* _Stated task_: Copy every one of the following records word for word, keeping each line unchanged.
-- start Data to process --
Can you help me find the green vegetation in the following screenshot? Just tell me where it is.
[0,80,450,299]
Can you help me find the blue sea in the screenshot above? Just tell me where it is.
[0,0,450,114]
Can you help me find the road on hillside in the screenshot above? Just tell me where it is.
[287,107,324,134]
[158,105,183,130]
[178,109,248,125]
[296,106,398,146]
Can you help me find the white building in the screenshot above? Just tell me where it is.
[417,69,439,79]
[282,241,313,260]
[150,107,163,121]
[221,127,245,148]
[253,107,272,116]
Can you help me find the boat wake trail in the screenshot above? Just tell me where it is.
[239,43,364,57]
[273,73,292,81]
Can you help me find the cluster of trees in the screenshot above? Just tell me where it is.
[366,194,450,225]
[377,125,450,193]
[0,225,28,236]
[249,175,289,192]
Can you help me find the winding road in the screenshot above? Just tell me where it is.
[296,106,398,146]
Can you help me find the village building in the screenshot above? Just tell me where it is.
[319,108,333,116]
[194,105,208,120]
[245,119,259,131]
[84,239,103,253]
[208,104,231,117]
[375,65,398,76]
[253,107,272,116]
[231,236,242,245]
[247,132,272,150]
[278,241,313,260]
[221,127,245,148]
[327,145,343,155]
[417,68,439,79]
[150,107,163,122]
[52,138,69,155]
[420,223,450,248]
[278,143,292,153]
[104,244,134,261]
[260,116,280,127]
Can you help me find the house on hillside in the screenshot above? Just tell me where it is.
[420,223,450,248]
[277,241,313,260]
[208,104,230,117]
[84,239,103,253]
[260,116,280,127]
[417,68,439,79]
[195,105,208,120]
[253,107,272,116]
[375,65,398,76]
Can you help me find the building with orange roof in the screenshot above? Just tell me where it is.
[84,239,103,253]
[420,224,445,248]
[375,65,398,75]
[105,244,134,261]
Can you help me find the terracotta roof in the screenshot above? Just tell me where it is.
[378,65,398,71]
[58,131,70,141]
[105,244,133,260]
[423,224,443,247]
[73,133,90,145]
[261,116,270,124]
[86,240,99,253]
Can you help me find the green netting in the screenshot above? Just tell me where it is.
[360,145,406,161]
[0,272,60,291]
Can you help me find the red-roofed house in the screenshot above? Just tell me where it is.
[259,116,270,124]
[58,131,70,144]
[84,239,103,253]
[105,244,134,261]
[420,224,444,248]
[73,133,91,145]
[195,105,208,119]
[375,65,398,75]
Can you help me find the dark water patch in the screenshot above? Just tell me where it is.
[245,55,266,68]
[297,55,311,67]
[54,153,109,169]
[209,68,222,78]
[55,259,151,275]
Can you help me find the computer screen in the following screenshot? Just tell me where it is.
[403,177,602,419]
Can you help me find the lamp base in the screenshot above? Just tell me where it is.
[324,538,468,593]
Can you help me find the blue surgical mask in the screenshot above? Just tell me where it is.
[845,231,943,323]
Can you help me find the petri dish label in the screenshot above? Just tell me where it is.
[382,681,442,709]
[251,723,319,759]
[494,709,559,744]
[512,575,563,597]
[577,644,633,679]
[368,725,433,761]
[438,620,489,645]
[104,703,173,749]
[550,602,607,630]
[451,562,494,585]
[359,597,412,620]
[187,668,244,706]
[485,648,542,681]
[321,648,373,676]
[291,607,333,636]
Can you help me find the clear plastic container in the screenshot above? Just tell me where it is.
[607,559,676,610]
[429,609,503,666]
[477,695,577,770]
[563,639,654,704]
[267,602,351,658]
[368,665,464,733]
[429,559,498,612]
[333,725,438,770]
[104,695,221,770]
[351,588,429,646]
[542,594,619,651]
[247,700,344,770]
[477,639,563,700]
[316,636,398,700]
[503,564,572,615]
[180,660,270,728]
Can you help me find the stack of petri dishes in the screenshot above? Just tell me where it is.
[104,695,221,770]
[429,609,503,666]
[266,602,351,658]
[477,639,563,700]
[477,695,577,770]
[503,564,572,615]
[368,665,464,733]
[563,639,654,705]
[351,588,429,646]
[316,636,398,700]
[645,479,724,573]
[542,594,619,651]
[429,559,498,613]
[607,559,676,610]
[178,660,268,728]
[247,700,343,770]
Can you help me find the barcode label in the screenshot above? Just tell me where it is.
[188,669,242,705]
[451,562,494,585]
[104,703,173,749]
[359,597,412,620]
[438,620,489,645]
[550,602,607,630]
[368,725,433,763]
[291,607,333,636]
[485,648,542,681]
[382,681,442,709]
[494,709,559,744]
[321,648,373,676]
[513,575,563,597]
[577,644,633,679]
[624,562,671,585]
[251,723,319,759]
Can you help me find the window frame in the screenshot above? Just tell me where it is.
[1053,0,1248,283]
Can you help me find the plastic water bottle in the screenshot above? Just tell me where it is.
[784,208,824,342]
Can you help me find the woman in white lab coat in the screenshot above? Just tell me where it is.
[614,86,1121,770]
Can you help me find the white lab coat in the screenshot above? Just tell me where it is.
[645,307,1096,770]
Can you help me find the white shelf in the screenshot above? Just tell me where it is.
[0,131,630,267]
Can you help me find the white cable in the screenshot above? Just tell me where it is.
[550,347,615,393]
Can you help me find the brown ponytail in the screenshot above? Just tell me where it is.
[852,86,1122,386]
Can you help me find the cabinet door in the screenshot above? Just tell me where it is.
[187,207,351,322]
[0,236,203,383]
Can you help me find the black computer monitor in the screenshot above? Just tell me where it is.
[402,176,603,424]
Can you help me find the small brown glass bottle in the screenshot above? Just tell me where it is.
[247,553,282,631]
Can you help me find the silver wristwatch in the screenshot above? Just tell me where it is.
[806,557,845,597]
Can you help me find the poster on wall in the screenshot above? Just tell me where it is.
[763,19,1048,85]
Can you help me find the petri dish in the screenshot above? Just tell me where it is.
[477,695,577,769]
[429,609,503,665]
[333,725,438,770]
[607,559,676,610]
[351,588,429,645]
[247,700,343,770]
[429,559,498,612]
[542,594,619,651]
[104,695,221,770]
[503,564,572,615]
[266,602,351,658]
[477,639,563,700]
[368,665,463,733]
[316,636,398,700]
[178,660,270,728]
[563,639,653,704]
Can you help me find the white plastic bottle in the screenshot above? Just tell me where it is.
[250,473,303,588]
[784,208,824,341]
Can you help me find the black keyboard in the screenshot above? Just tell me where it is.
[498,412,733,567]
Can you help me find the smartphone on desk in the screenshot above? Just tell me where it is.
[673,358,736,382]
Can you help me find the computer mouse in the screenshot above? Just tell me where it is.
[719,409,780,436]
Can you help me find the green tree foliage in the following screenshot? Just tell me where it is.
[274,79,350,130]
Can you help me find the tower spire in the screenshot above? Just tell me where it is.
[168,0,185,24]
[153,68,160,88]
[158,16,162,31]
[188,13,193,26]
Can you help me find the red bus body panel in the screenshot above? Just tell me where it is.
-- end Data to process --
* _Exercise answer_:
Can you help me find the green vegetation in the following screenshot? Just tell me where it is.
[0,80,450,299]
Can you help me find the blue sea in the screenshot above? Just tell me where it is.
[0,0,450,114]
Can you help me find the road on hillside in the screenshot above? Just tell me where it is.
[287,107,324,134]
[158,105,183,130]
[178,109,248,125]
[296,106,398,146]
Can you help me find the white building in the screenshot above? Just tell me where it is.
[417,69,439,79]
[282,241,313,260]
[150,107,163,121]
[221,127,245,148]
[253,107,272,116]
Can you help me find the boat wake trail in the screenshot above? Just tell me where it is.
[239,43,364,57]
[273,73,292,81]
Can you help me find the cluster of trees in the screenshot above? Just tell me where it is.
[366,194,450,225]
[377,125,450,193]
[0,225,28,236]
[249,175,289,192]
Can you help me find the winding road in the screenshot above? Just tell me where it is.
[296,106,398,146]
Can you help me find the village building in the screenshot above? Just tell me where it is.
[319,108,333,116]
[194,105,208,120]
[245,119,259,131]
[84,239,103,253]
[208,104,231,117]
[375,65,398,76]
[253,107,272,116]
[231,236,242,245]
[247,132,272,150]
[278,241,313,260]
[221,127,245,148]
[327,145,343,155]
[417,68,439,79]
[150,107,163,122]
[52,138,69,155]
[420,223,450,248]
[278,143,292,153]
[104,244,134,261]
[260,116,280,127]
Can you help me find the house on hillside in the screenshot above? Just tell me where it is.
[420,223,450,248]
[277,241,313,260]
[208,104,230,117]
[84,239,103,253]
[260,116,280,127]
[417,68,439,79]
[195,105,208,120]
[253,107,272,116]
[375,65,398,76]
Can you help me find the building with orange roof in the screenshot above? Just tell me where it is.
[84,239,103,253]
[420,224,445,248]
[375,65,398,75]
[105,244,134,261]
Can you help me find the terracotta roof in the screenshot above? Just tell me where it is.
[378,65,398,71]
[58,131,70,141]
[105,244,133,260]
[423,224,443,247]
[73,133,90,145]
[261,116,270,124]
[86,240,99,253]
Can you help me find the green netting in the screenshot above? Just tell me where it is.
[360,145,406,161]
[0,272,60,291]
Can you help me find the red-roofed house in the screenshot above? Just tell me where it is.
[259,116,270,124]
[58,131,70,144]
[84,239,103,253]
[105,244,134,261]
[420,224,444,248]
[73,133,91,145]
[195,105,208,119]
[375,65,398,75]
Can you help me find the dark water patch in the screenshot above? Just tell me where it is.
[245,55,266,68]
[297,55,311,67]
[54,153,109,169]
[209,68,222,78]
[55,259,151,275]
Can you help me find the computer screen in the following screenshot? Just tell me where it is.
[403,177,602,419]
Can you help me find the lamp base in the screenshot above? Just tell me where it is.
[324,538,468,593]
Can you help me find the blue surgical mask in the screenshot above? Just tell me where it is.
[845,231,943,323]
Can you help me find the petri dish label in the screenshot above? Just tell me where it is.
[382,681,442,709]
[251,723,319,759]
[494,709,559,744]
[512,575,563,597]
[577,644,633,679]
[368,725,433,761]
[438,620,489,645]
[104,703,173,749]
[550,602,607,630]
[451,562,494,585]
[359,597,412,620]
[187,668,244,706]
[485,648,542,681]
[321,648,373,676]
[291,607,333,636]
Can you help me find the clear plastic container in the screenshot above? Just tell me where it is.
[607,559,676,610]
[429,609,503,666]
[477,695,577,770]
[563,639,654,704]
[267,602,351,658]
[368,665,464,733]
[429,559,498,612]
[333,725,438,770]
[104,695,221,770]
[351,588,429,646]
[542,594,619,651]
[247,700,344,770]
[477,639,563,700]
[316,636,398,700]
[503,564,572,615]
[180,660,270,728]
Can you help me find the stack of petri dishes in the screenshot above? Just tell me where it is.
[104,695,221,770]
[429,609,503,666]
[266,602,351,658]
[477,639,563,700]
[477,695,577,770]
[503,564,572,615]
[368,665,464,733]
[563,639,654,705]
[351,588,429,646]
[316,636,398,700]
[645,479,724,573]
[542,594,619,651]
[429,559,498,613]
[607,559,676,610]
[178,660,268,728]
[247,700,343,770]
Can you help me find the barcode label in the screenshot above? Just tell me where it is.
[188,669,242,705]
[451,562,494,585]
[104,703,173,749]
[359,597,412,620]
[438,620,489,645]
[550,602,607,630]
[368,725,433,763]
[291,607,333,636]
[485,648,542,681]
[382,681,442,709]
[494,709,559,744]
[321,648,373,676]
[513,575,563,597]
[577,644,633,679]
[624,562,671,585]
[251,723,319,759]
Can you help me find the window frame in the screenshot above? Just tell me where it is.
[1053,0,1248,283]
Can you help me find the plastic water bottle in the screenshot above? Just tell me where it is.
[784,208,824,342]
Can you help me find the woman in white lab coat in the screenshot above? Just tell me where it is.
[614,86,1121,770]
Can you help me find the white lab coat in the screenshot above? Just tell me where it is.
[645,307,1096,770]
Can you help me find the white shelf in the screenshot above? Just tell me where it is.
[0,131,630,267]
Can you help me find the white cable in the screenshot above? Just tell me where it is.
[550,347,615,393]
Can you help me find the brown ponytail in the screenshot above? Just tell me where it is.
[852,86,1122,386]
Can you help me find the cabinet door in the screenshot above? Just tell me where it is.
[187,207,351,322]
[0,236,203,383]
Can you help me find the black computer monitor in the screenshot above? Just tell me where it is.
[402,176,603,424]
Can you help me find the small brown glass bottle in the screenshot above? Just tell me where it is.
[247,553,282,631]
Can you help me find the silver wristwatch in the screenshot above? Just tell me where it is.
[806,557,845,597]
Can you help me find the poster on wall in the screenshot above? Just tell me where it is.
[763,19,1048,85]
Can you help me find the petri dish in the screenshot above? Just tell me where it is.
[477,695,577,769]
[429,609,503,665]
[333,725,438,770]
[607,559,676,610]
[351,588,429,645]
[247,700,343,770]
[429,559,498,612]
[542,594,619,651]
[104,695,221,770]
[503,564,572,615]
[266,602,351,658]
[477,639,563,700]
[368,665,463,733]
[316,636,398,700]
[178,660,270,728]
[563,639,653,704]
Can you help me find the white plastic bottle in the screenshot above? Just tell me where it is.
[250,473,303,588]
[784,208,824,341]
Can you help me find the black keyboard in the screenshot above? Just tell me where it is.
[498,412,733,567]
Can you help me find the smartphone on desk in the screenshot above? Just tell me where it is.
[673,358,736,382]
Can you help me find the computer mouse in the screenshot above? Just tell me where it is.
[719,409,780,436]
Can you help me find the green tree foliage in the following screenshot? Just tell me where it is.
[274,79,350,130]
Can you help me find the tower spire in the screenshot above? Just tell me where it is.
[168,0,185,24]
[153,68,160,88]
[158,16,162,31]
[188,13,193,26]
Can you help me find the red bus body panel in the screenshot above? Just tell me where it is.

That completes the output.